_TASK GOAL_
Report only how many lines in the material below contain the string "castle", counting a match only when its capitalization agrees.

_THE DATA_
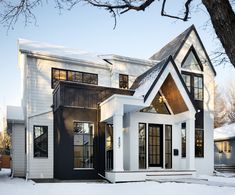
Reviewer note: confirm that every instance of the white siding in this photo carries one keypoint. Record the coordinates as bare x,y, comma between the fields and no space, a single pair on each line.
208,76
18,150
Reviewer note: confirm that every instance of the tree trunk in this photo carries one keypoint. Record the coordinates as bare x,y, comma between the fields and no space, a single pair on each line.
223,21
...
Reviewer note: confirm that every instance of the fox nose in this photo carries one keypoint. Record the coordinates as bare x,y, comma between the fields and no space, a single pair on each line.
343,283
==
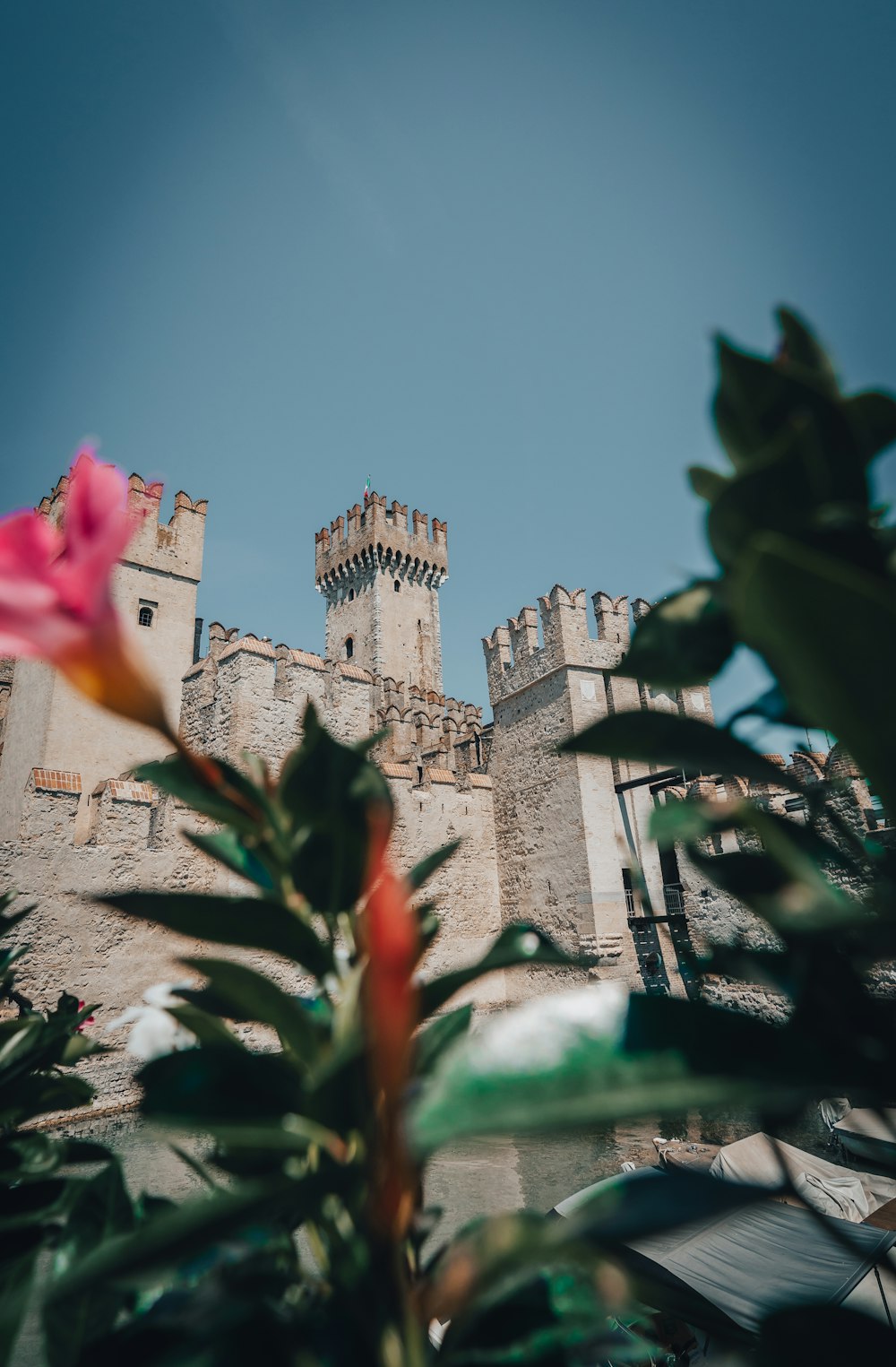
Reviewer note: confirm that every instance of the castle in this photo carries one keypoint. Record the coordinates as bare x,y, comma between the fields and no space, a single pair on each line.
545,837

_ANSWER TO THIS PROBLEM_
1